TEXT BLOCK:
┌──
Single by Slum Village featuring Dwele

from the album Trinity (Past, Present and Future)
- Released: July 2, 2002
- Genre: Hip hop
- Length: 4:27
- Label: Capitol
- Songwriter(s): Jason Powers; Titus Glover; R.L. Altman III; Andwele Gardner; Karriem Riggins;
- Producer(s): Riggins

Slum Village singles chronology
| "Players" (2000) | "Tainted" (2002) | "Disco" (2002) |

Dwele singles chronology
|  | "Tainted" (2002) | "Find a Way" (2003) |

Music video
- "Tainted" on YouTube

= Tainted (song) =

2002 single by Slum Village featuring Dwele

"Tainted" is a song by American hip hop group Slum Village, released on July 2, 2002 as the lead single from their third studio album Trinity (Past, Present and Future) (2002). It features American singer Dwele. Produced by Karriem Riggins, the song contains a sample of "The Jam" by Graham Central Station.
└──
MATERIAL SUPPLIED:
┌──
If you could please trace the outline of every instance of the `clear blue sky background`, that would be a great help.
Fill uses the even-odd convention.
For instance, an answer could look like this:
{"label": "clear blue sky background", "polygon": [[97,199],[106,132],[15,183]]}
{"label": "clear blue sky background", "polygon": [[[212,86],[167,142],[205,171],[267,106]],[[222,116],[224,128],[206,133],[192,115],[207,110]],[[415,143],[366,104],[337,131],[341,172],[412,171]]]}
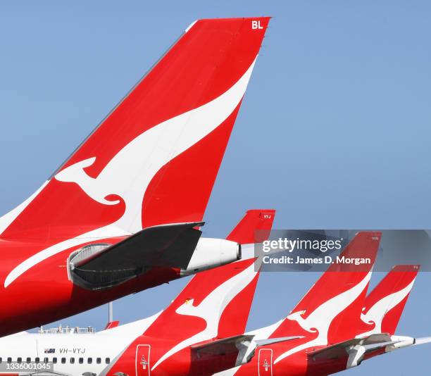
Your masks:
{"label": "clear blue sky background", "polygon": [[[225,236],[254,207],[277,208],[276,228],[431,228],[430,15],[426,1],[2,1],[0,211],[35,191],[190,23],[273,15],[205,235]],[[262,275],[249,327],[286,315],[316,277]],[[123,299],[116,318],[154,313],[186,282]],[[399,334],[431,334],[430,284],[418,278]],[[106,316],[63,324],[101,328]],[[430,354],[402,350],[349,372],[425,375]]]}

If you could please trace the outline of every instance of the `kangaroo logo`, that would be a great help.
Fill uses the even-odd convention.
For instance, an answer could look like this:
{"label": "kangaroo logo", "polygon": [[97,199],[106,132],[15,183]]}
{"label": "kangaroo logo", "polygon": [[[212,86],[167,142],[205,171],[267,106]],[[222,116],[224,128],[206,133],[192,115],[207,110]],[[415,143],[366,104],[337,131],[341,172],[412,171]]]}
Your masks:
{"label": "kangaroo logo", "polygon": [[106,164],[97,177],[89,176],[84,170],[93,165],[96,157],[58,173],[54,177],[56,180],[77,184],[100,203],[120,203],[118,199],[106,199],[110,195],[121,198],[125,203],[125,213],[113,223],[54,244],[25,260],[11,271],[4,287],[41,261],[82,244],[82,238],[99,240],[113,233],[124,236],[142,230],[142,201],[153,177],[163,165],[209,134],[232,114],[244,96],[255,63],[256,58],[242,77],[220,96],[164,121],[132,140]]}
{"label": "kangaroo logo", "polygon": [[177,308],[179,315],[194,316],[206,322],[206,328],[194,336],[179,343],[163,356],[151,368],[154,369],[163,361],[180,350],[194,344],[213,338],[217,335],[218,323],[225,308],[230,301],[251,282],[256,275],[254,264],[251,264],[240,273],[221,284],[209,294],[198,306],[194,306],[194,299],[187,299]]}
{"label": "kangaroo logo", "polygon": [[333,320],[358,299],[368,284],[370,278],[371,272],[369,272],[358,284],[325,301],[315,309],[306,318],[302,316],[305,313],[304,311],[294,312],[289,315],[287,317],[287,320],[296,321],[306,332],[317,332],[318,337],[283,353],[275,359],[274,364],[308,347],[326,345],[327,344],[327,332]]}
{"label": "kangaroo logo", "polygon": [[218,127],[234,111],[245,93],[254,62],[227,91],[211,102],[175,116],[146,130],[127,144],[96,178],[85,168],[96,158],[72,165],[55,175],[56,180],[75,183],[93,200],[104,205],[115,195],[125,203],[125,211],[115,226],[135,233],[142,229],[144,195],[157,172]]}
{"label": "kangaroo logo", "polygon": [[387,295],[377,301],[367,312],[366,313],[361,314],[361,319],[367,325],[374,324],[374,329],[361,334],[360,337],[364,337],[370,335],[375,333],[382,332],[382,322],[386,314],[392,309],[398,306],[405,298],[408,295],[408,293],[411,290],[413,284],[415,283],[415,279],[413,279],[409,284],[406,286],[404,289]]}

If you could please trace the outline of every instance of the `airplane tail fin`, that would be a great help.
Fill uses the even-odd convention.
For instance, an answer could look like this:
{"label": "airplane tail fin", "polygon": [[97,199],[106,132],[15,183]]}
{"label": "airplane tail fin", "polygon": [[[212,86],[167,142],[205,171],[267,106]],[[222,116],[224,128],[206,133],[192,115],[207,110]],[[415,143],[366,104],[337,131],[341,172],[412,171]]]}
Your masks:
{"label": "airplane tail fin", "polygon": [[191,25],[49,180],[0,218],[0,236],[58,242],[201,222],[269,20]]}
{"label": "airplane tail fin", "polygon": [[269,237],[275,215],[274,209],[247,211],[226,239],[240,244],[261,243]]}
{"label": "airplane tail fin", "polygon": [[398,265],[366,299],[358,337],[393,335],[419,272],[418,265]]}
{"label": "airplane tail fin", "polygon": [[144,333],[177,344],[152,369],[196,344],[244,333],[258,278],[255,268],[254,259],[241,260],[193,277]]}
{"label": "airplane tail fin", "polygon": [[[261,234],[259,239],[266,240],[275,213],[274,210],[248,211],[227,239],[248,244],[254,242],[257,230],[265,230],[266,235]],[[194,342],[189,345],[198,339],[242,334],[258,278],[259,263],[256,258],[249,258],[195,275],[149,330],[171,339],[191,336]],[[207,322],[208,331],[202,337],[192,335],[200,332],[202,319]],[[149,335],[148,331],[146,334]]]}
{"label": "airplane tail fin", "polygon": [[354,337],[380,237],[380,232],[358,233],[339,256],[344,262],[334,260],[270,337],[302,335],[306,343],[318,334],[318,340],[327,344]]}

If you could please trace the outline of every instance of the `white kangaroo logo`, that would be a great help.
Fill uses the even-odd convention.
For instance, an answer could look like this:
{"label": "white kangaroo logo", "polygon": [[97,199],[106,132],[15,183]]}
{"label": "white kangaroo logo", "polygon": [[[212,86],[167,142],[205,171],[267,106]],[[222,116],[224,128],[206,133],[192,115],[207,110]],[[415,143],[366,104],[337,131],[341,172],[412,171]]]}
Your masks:
{"label": "white kangaroo logo", "polygon": [[32,256],[8,275],[4,287],[41,261],[82,244],[83,238],[98,240],[114,235],[130,235],[142,230],[142,201],[154,175],[232,114],[244,96],[255,63],[256,59],[244,75],[218,98],[164,121],[131,141],[108,163],[97,177],[91,177],[84,171],[94,163],[95,157],[58,173],[56,180],[76,183],[89,197],[101,203],[115,205],[120,202],[118,200],[109,201],[106,197],[111,194],[121,197],[125,203],[125,213],[113,223],[66,239]]}
{"label": "white kangaroo logo", "polygon": [[194,299],[190,299],[178,307],[175,312],[179,315],[201,318],[206,322],[206,328],[194,336],[177,344],[170,349],[156,363],[154,370],[161,363],[180,350],[194,344],[201,342],[217,335],[218,323],[225,308],[230,301],[253,280],[256,275],[254,263],[245,270],[222,283],[209,294],[199,306],[194,306]]}
{"label": "white kangaroo logo", "polygon": [[142,229],[141,211],[144,195],[157,172],[170,161],[208,135],[234,111],[244,96],[254,62],[244,75],[224,94],[197,108],[164,121],[127,144],[96,178],[84,170],[96,158],[72,165],[56,175],[57,180],[74,182],[92,199],[105,205],[113,194],[125,202],[125,212],[114,224],[131,233]]}
{"label": "white kangaroo logo", "polygon": [[361,313],[361,319],[362,321],[369,325],[374,323],[375,327],[368,332],[361,334],[358,337],[363,337],[375,333],[381,333],[382,322],[385,316],[389,311],[398,306],[404,298],[407,296],[415,283],[415,280],[416,278],[404,289],[387,295],[377,301],[366,313]]}
{"label": "white kangaroo logo", "polygon": [[309,332],[317,332],[318,334],[314,339],[283,353],[275,359],[274,364],[276,364],[289,355],[308,347],[326,345],[327,344],[327,332],[332,320],[340,312],[344,311],[358,299],[368,284],[370,278],[371,272],[369,272],[358,284],[325,301],[316,308],[306,318],[304,318],[301,315],[304,311],[294,312],[287,316],[287,318],[288,320],[296,321],[304,330]]}

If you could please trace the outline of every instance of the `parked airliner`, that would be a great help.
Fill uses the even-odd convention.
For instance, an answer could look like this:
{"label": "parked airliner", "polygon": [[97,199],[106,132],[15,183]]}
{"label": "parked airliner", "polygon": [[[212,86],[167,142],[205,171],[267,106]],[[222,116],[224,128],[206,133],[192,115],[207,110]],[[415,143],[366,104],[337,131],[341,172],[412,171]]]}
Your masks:
{"label": "parked airliner", "polygon": [[240,258],[200,227],[268,23],[192,24],[0,218],[0,337]]}

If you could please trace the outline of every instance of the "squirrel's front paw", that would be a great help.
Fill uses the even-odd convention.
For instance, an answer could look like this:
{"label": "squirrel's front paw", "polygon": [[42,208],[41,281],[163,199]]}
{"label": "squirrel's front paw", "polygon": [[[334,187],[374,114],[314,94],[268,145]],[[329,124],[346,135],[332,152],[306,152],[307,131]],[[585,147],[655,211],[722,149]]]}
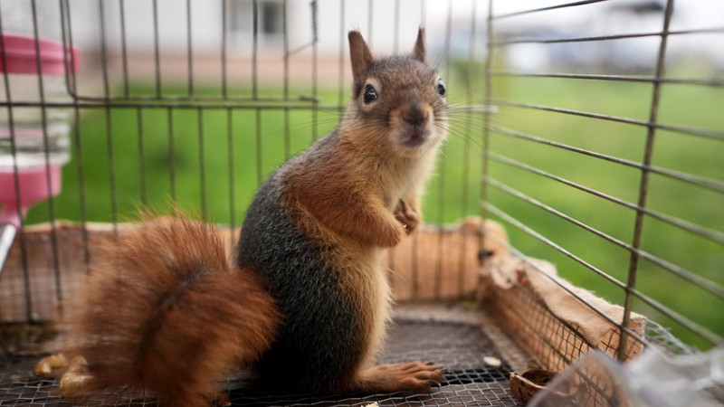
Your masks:
{"label": "squirrel's front paw", "polygon": [[403,200],[400,200],[397,203],[397,207],[395,208],[395,219],[405,226],[405,232],[407,234],[412,233],[423,222],[420,212],[414,206]]}

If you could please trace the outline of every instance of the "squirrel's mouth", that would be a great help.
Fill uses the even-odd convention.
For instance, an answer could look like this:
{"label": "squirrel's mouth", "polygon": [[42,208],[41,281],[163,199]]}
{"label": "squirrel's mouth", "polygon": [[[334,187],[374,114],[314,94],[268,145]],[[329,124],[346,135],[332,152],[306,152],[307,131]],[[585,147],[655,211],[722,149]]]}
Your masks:
{"label": "squirrel's mouth", "polygon": [[430,138],[429,131],[414,129],[403,135],[402,145],[408,148],[416,148],[424,145],[428,138]]}

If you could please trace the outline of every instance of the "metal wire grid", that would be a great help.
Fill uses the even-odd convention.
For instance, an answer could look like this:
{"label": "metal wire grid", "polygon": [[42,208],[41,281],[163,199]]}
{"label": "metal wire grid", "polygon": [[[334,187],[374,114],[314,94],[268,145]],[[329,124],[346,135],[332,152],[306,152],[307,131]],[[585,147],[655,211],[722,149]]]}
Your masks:
{"label": "metal wire grid", "polygon": [[[502,360],[480,326],[399,320],[390,329],[389,345],[380,362],[422,358],[445,364],[445,382],[432,394],[269,394],[244,390],[243,381],[230,382],[227,389],[232,402],[238,405],[367,405],[374,402],[382,405],[520,405],[508,389],[510,367],[505,363],[491,366],[483,360],[491,356]],[[35,362],[36,358],[16,358],[0,371],[0,405],[76,405],[58,396],[54,381],[28,374]],[[152,399],[143,397],[120,402],[118,405],[156,405]],[[89,401],[89,405],[96,404],[116,405],[109,401]]]}
{"label": "metal wire grid", "polygon": [[[494,6],[498,2],[491,2],[491,13],[488,19],[488,48],[490,56],[487,61],[486,68],[486,101],[488,104],[499,106],[501,110],[503,109],[510,109],[520,112],[530,112],[531,115],[536,114],[536,112],[540,113],[536,117],[541,117],[543,114],[547,114],[584,118],[584,119],[587,120],[587,125],[589,126],[588,133],[590,134],[581,134],[579,135],[581,138],[601,137],[601,132],[595,132],[593,128],[596,126],[609,126],[605,125],[605,123],[640,128],[645,132],[645,138],[643,141],[643,156],[638,160],[628,159],[601,153],[594,148],[577,147],[573,144],[577,141],[557,141],[555,139],[555,135],[538,136],[532,133],[519,131],[499,124],[500,119],[496,119],[491,114],[486,114],[483,141],[485,156],[483,167],[484,186],[482,192],[484,213],[487,216],[492,216],[496,219],[502,220],[507,224],[522,231],[525,235],[532,237],[536,241],[542,242],[544,245],[552,248],[554,251],[562,253],[563,256],[561,256],[561,258],[570,259],[575,263],[577,263],[577,265],[582,266],[577,268],[581,270],[580,272],[589,274],[595,273],[600,276],[602,279],[599,281],[603,281],[605,284],[612,284],[623,294],[618,297],[622,298],[621,302],[625,307],[624,320],[623,324],[619,324],[624,333],[624,337],[618,350],[620,357],[623,358],[626,353],[625,349],[628,345],[626,342],[627,339],[634,340],[639,343],[646,342],[645,338],[631,332],[631,330],[627,328],[629,316],[634,309],[645,309],[647,311],[644,311],[644,313],[663,316],[663,318],[667,321],[667,325],[683,327],[684,330],[693,333],[693,336],[700,340],[699,344],[703,344],[701,345],[704,347],[722,344],[720,327],[712,328],[700,322],[697,322],[697,315],[691,315],[691,313],[689,313],[689,315],[683,315],[681,311],[677,309],[676,306],[673,305],[675,293],[654,298],[653,295],[646,292],[649,289],[642,289],[637,285],[637,279],[646,277],[650,275],[650,273],[657,273],[656,275],[660,276],[660,279],[682,281],[683,284],[695,286],[700,289],[699,292],[701,293],[700,294],[700,296],[714,298],[713,300],[710,300],[708,303],[710,305],[704,307],[720,307],[722,304],[721,301],[724,299],[724,288],[722,287],[720,273],[715,271],[713,273],[710,272],[709,275],[704,275],[700,273],[700,270],[689,270],[687,267],[681,265],[681,262],[687,262],[685,257],[676,256],[671,251],[667,251],[666,248],[663,247],[644,249],[643,244],[645,241],[643,241],[643,239],[645,239],[644,223],[650,225],[653,222],[652,220],[656,220],[663,224],[673,226],[673,228],[667,229],[667,232],[671,233],[671,235],[668,236],[668,241],[671,242],[670,244],[676,244],[675,241],[681,241],[681,239],[692,239],[691,236],[693,236],[693,239],[699,239],[700,241],[703,241],[703,245],[713,244],[718,248],[716,250],[719,253],[721,252],[721,245],[724,244],[724,233],[722,233],[721,231],[720,222],[715,220],[715,222],[708,222],[702,224],[686,220],[688,217],[687,214],[691,213],[672,215],[656,210],[654,209],[656,202],[652,201],[652,199],[649,198],[649,194],[653,188],[661,187],[660,178],[669,178],[692,187],[695,192],[704,191],[707,194],[713,193],[710,194],[710,195],[711,195],[710,202],[707,203],[708,205],[712,205],[710,206],[712,208],[718,205],[720,206],[722,203],[721,194],[724,193],[724,174],[722,174],[721,171],[712,171],[715,177],[708,177],[694,173],[689,173],[685,170],[680,171],[656,166],[654,164],[656,161],[654,160],[653,147],[657,140],[660,141],[662,137],[674,137],[672,135],[681,135],[681,137],[689,137],[692,145],[700,145],[700,148],[722,148],[721,142],[724,141],[724,132],[721,128],[707,128],[697,126],[662,122],[659,119],[658,114],[659,108],[662,103],[662,92],[664,91],[664,90],[669,90],[669,87],[701,87],[712,90],[712,91],[719,91],[719,95],[722,94],[720,90],[724,88],[724,80],[721,79],[720,75],[712,78],[693,79],[669,77],[666,71],[666,57],[670,53],[667,48],[670,38],[707,34],[715,35],[715,38],[720,41],[721,34],[724,33],[724,25],[681,30],[672,29],[672,15],[674,15],[674,2],[672,0],[666,2],[665,9],[661,13],[661,29],[653,32],[635,32],[630,33],[611,33],[595,36],[526,37],[512,35],[505,37],[499,34],[497,31],[504,27],[506,23],[510,20],[533,14],[549,15],[559,11],[594,7],[600,5],[595,4],[606,2],[580,1],[559,4],[549,7],[521,10],[507,14],[495,14]],[[536,44],[538,46],[546,47],[555,44],[578,43],[581,44],[581,46],[586,46],[586,44],[593,46],[591,44],[638,38],[651,38],[658,42],[658,52],[655,61],[653,61],[653,65],[647,70],[650,73],[612,74],[605,71],[601,73],[566,73],[555,71],[550,72],[534,71],[512,71],[500,69],[500,65],[501,64],[496,63],[496,58],[501,57],[511,47],[519,44]],[[651,87],[651,99],[648,101],[640,100],[640,102],[648,104],[648,117],[647,118],[636,118],[586,111],[580,109],[549,106],[526,100],[504,99],[496,97],[496,84],[510,79],[525,79],[529,80],[555,79],[561,81],[575,82],[575,86],[581,87],[582,89],[591,86],[590,83],[595,81],[616,84],[647,84]],[[595,98],[595,96],[591,94],[590,97]],[[491,147],[493,146],[492,140],[496,139],[522,141],[520,144],[516,144],[516,146],[521,147],[524,145],[541,145],[566,153],[579,155],[589,161],[600,160],[622,167],[634,169],[635,172],[638,173],[639,182],[635,186],[635,194],[629,194],[634,199],[631,201],[622,199],[614,194],[598,190],[595,186],[588,185],[586,184],[586,181],[574,181],[575,177],[576,177],[575,170],[568,171],[566,175],[560,175],[554,171],[529,164],[524,159],[517,159],[511,156],[513,155],[513,153],[510,151],[511,148],[508,148],[506,151],[505,148],[500,147]],[[614,140],[612,142],[614,142]],[[525,148],[525,147],[521,148]],[[505,151],[505,154],[501,153],[501,151]],[[692,159],[695,158],[692,157]],[[590,219],[593,218],[589,214],[568,214],[567,211],[570,211],[570,208],[564,210],[546,204],[549,196],[545,196],[545,194],[541,195],[540,194],[538,194],[538,196],[534,196],[533,194],[535,193],[517,189],[513,186],[515,183],[512,181],[512,175],[507,175],[502,170],[498,170],[498,168],[500,167],[505,167],[511,174],[528,173],[533,175],[533,176],[539,179],[541,183],[549,180],[552,181],[552,184],[565,185],[567,189],[583,192],[595,198],[592,198],[590,201],[592,207],[593,205],[605,206],[606,204],[604,203],[612,203],[614,205],[633,212],[633,236],[629,238],[621,238],[617,237],[617,235],[621,233],[604,232],[592,223],[589,223],[591,222]],[[498,170],[494,176],[491,175],[493,170]],[[653,184],[654,181],[657,182],[655,185]],[[557,190],[552,189],[552,191]],[[551,194],[555,194],[555,192]],[[529,221],[521,221],[518,219],[520,216],[524,216],[521,215],[521,213],[524,213],[522,211],[513,213],[509,208],[500,207],[495,201],[500,199],[499,197],[501,195],[507,195],[508,197],[512,197],[514,200],[524,203],[525,204],[523,206],[529,208],[528,211],[535,211],[536,213],[547,218],[555,217],[562,219],[566,222],[575,225],[576,229],[571,229],[572,234],[569,240],[553,241],[547,237],[547,232],[545,231],[531,227],[529,225]],[[685,199],[683,196],[678,198]],[[674,199],[676,199],[676,197],[674,197]],[[690,208],[690,210],[695,211],[696,208]],[[581,211],[577,212],[578,213],[582,213]],[[588,219],[589,221],[584,219]],[[582,258],[577,255],[574,250],[570,249],[574,240],[585,239],[586,235],[594,236],[595,239],[592,239],[590,241],[594,241],[592,244],[600,245],[602,249],[610,243],[629,253],[627,272],[623,273],[621,270],[598,267],[594,260]],[[511,239],[511,241],[515,242],[514,239]],[[597,242],[595,242],[595,241],[597,241]],[[648,246],[651,247],[651,244]],[[530,254],[529,251],[527,254]],[[697,255],[699,255],[699,253],[689,253],[690,257],[696,257]],[[716,255],[711,258],[710,260],[720,262],[720,259],[719,260],[715,259],[718,259]],[[541,270],[541,272],[543,271]],[[601,285],[598,285],[589,287],[589,289],[600,289],[601,287]],[[674,297],[672,297],[672,295]],[[700,298],[691,298],[689,300],[697,301],[700,300]],[[607,317],[605,315],[604,317]],[[616,323],[616,321],[611,322]],[[681,330],[679,332],[681,332]],[[557,344],[552,345],[557,345]]]}

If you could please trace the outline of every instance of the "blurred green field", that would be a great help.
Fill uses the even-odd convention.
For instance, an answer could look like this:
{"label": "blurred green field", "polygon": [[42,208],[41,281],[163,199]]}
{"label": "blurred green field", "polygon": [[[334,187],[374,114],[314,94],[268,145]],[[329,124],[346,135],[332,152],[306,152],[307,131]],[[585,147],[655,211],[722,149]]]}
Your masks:
{"label": "blurred green field", "polygon": [[[464,75],[460,75],[464,78]],[[456,92],[464,80],[448,83],[453,106],[451,134],[431,180],[423,210],[428,222],[452,222],[481,213],[483,125],[480,113],[456,109],[482,100],[482,89]],[[142,86],[134,90],[142,92]],[[148,88],[150,89],[150,88]],[[651,85],[555,79],[496,78],[496,99],[646,119]],[[203,91],[203,90],[197,90]],[[182,92],[182,90],[179,90]],[[243,93],[243,90],[239,90]],[[724,128],[721,90],[666,85],[660,121]],[[295,94],[294,90],[291,94]],[[334,104],[338,91],[319,93]],[[310,109],[206,109],[193,107],[81,109],[73,160],[63,168],[63,190],[52,202],[54,217],[122,222],[140,205],[168,207],[171,200],[220,223],[238,224],[258,184],[286,157],[331,129],[340,112]],[[316,115],[317,119],[313,120]],[[646,128],[611,121],[500,106],[493,128],[513,129],[612,156],[641,162]],[[635,204],[640,171],[545,144],[492,131],[491,152],[542,169],[618,199]],[[696,136],[657,132],[653,165],[724,180],[724,143]],[[634,212],[503,162],[490,163],[490,175],[545,204],[625,243],[633,239]],[[620,281],[630,255],[624,250],[510,194],[491,186],[489,198],[524,224]],[[677,180],[653,175],[648,206],[663,213],[724,231],[724,196]],[[33,208],[29,222],[49,218],[49,204]],[[495,216],[493,216],[495,218]],[[567,256],[507,225],[523,252],[557,264],[574,283],[623,303],[624,290]],[[724,283],[722,245],[656,219],[644,222],[642,248],[701,278]],[[724,335],[720,298],[643,260],[637,289],[710,330]],[[708,347],[688,329],[661,317],[641,301],[636,309],[655,317],[688,343]]]}

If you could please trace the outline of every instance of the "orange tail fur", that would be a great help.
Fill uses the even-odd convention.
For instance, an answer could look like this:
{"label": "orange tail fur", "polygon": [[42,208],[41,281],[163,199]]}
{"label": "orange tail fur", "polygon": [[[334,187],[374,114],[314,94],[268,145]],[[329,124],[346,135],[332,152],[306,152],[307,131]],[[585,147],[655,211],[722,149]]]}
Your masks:
{"label": "orange tail fur", "polygon": [[213,227],[151,221],[106,252],[67,349],[88,361],[89,393],[144,391],[164,405],[203,405],[217,380],[271,345],[274,301],[254,272],[230,266]]}

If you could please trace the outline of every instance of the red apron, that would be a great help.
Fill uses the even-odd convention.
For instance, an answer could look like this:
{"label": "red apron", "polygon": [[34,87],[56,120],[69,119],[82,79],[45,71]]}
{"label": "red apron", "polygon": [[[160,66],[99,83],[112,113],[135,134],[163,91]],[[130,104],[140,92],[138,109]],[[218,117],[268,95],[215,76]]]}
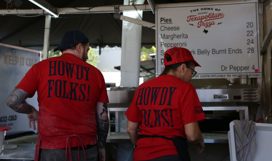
└──
REQUESTS:
1. From the text about the song "Tainted," extract the passage starting at "Music video" and ending at "Graham Central Station.".
2. Translate this sentence from the text about the song "Tainted" into Spanish: "It features American singer Dwele."
3. Carry on writing the text about the Slum Village song "Tainted" from its last sentence.

RESPONSE LIST:
1.
Music video
- "Tainted" on YouTube

= Tainted (song) =

2002 single by Slum Village featuring Dwele

"Tainted" is a song by American hip hop group Slum Village, released on July 2, 2002 as the lead single from their third studio album Trinity (Past, Present and Future) (2002). It features American singer Dwele. Produced by Karriem Riggins, the song contains a sample of "The Jam" by Graham Central Station.

2. Cuenta con la participación del cantante estadounidense Dwele.

3.
==Background==
T3 of Slum Village said that the song is about "good and bad relationships — tainted and untainted. My verse is about my girl and I. Baatin's [verse] is about the industry and the stuff we went through. When you put all those together, that's basically the concept of 'Tainted'." He stated that Slum Village chose the song for the lead single of Trinity (Past, Present and Future) because they "wanted to start off from where we left", describing the song as "like the old, feel-good Slum soul-type joint. We wanted to start from that base before we take you to another plateau."

==Composition and critical reception==
Steve 'Flash' Juon of RapReviews described the song "sounds like a laid back groove by The Roots being mixed with the smooth but slightly hardcore vibes of 'Midnight Marauders'." Pitchfork wrote of the song, "With a chill vibe and harmonious R&B; crooning, it's more than a little reminiscent of Fantastic's "Players". The lyrics are clichéd but forgivable, and although the emcees' flows are nothing memorable, they aren't obtrusive, either. Off the relative strength of that single, one might suppose that Slum Village has managed to survive the departure of their most talented member." Reviewing the album for AllMusic, John Bush called the song "one of the best on tap here".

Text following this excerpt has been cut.